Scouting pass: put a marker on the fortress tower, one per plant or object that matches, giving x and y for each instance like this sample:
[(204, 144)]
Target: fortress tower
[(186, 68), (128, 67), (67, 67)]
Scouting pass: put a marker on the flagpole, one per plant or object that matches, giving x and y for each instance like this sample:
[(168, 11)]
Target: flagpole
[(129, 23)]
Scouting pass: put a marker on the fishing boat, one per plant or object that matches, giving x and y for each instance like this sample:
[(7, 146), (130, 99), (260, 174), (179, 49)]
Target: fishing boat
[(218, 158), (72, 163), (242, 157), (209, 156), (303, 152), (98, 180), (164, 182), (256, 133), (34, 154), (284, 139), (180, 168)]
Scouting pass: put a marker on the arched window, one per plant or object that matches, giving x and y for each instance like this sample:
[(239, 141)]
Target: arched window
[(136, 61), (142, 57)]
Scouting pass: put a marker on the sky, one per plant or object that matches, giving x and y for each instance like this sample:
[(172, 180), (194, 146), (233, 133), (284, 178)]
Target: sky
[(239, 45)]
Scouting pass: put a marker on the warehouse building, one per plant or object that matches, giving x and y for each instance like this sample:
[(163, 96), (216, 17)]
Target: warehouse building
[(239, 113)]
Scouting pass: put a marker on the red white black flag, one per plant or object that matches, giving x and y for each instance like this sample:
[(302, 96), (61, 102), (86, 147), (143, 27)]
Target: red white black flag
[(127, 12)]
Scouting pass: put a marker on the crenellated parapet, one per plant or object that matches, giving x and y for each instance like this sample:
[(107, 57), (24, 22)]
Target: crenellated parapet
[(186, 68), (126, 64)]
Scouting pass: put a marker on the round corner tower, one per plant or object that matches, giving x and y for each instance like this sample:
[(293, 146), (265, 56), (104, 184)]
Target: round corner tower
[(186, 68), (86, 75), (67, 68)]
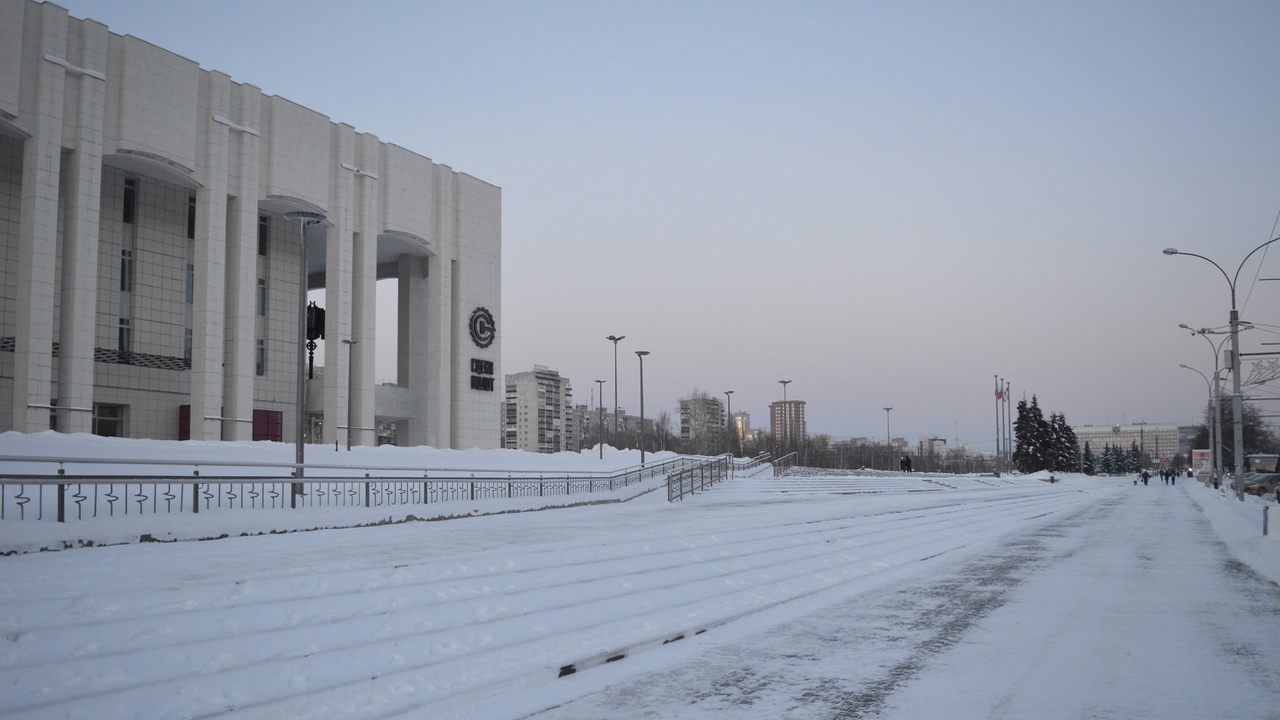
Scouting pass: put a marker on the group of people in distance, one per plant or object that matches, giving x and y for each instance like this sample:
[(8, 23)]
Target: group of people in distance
[(1170, 477)]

++++

Directions for this task -> Could you reproduce these lines word for word, leaving the picture out of your answer?

Solution for this exercise ->
Scouting pass: put a marker on the fortress tower, one per plant or object that matches, giving x and y for each instance like this sample:
[(204, 144)]
Target: fortress tower
[(186, 68), (128, 67), (67, 67)]
Scouting pass: put a marker on the flagpole, one per plant or object that matches, giving x and y for each instance like this sample:
[(168, 11)]
Target: flagpole
[(129, 23)]
Scouting pass: put a marker on the fishing boat, one per plant or object that matches, giving x and y for each instance like this sample:
[(7, 146), (130, 99), (260, 174), (179, 49)]
Target: fishing boat
[(218, 158), (72, 163), (242, 157), (209, 156), (303, 152), (98, 180), (164, 182), (256, 133), (34, 154), (284, 139), (180, 168)]
Scouting pass: put a marker on the arched window, one per plant or object that matches, giving x and y for each instance like this sample:
[(239, 141)]
Target: arched window
[(136, 61), (142, 57)]
Scouting pass: put a marker on the sky, one per plant or object that matches, giving x and y for each instance like this sample:
[(172, 180), (194, 146), (233, 133), (284, 178)]
Target: sky
[(239, 45)]
Scouting pass: put a marker on the warehouse building, one per plant or object that matches, giving x and y for each instance like this sample:
[(163, 96), (216, 17)]
Target: warehouse building
[(239, 113)]
Scouting pass: put a marker on the red white black flag, one per plant or object that matches, giving x and y for each instance like this sample:
[(302, 96), (61, 102), (86, 147), (143, 27)]
Target: red white black flag
[(127, 12)]
Scouting pass: put a marker on the crenellated parapet, one per plant or object that matches, giving x and y for each instance like this sample:
[(107, 57), (24, 22)]
Target: crenellated parapet
[(186, 68), (126, 64)]
Scouting pass: put a marker on the round corner tower, one per plant or object that matches, giving x and y for each instance like this sample:
[(293, 146), (265, 56), (104, 184)]
Target: round corner tower
[(186, 68), (86, 75), (67, 68)]
Scouting pass: put a marker on the group of people in distance, one per plant or object that matches, giving x and y for each instance like this sample:
[(8, 23)]
Target: group of people in distance
[(1170, 477)]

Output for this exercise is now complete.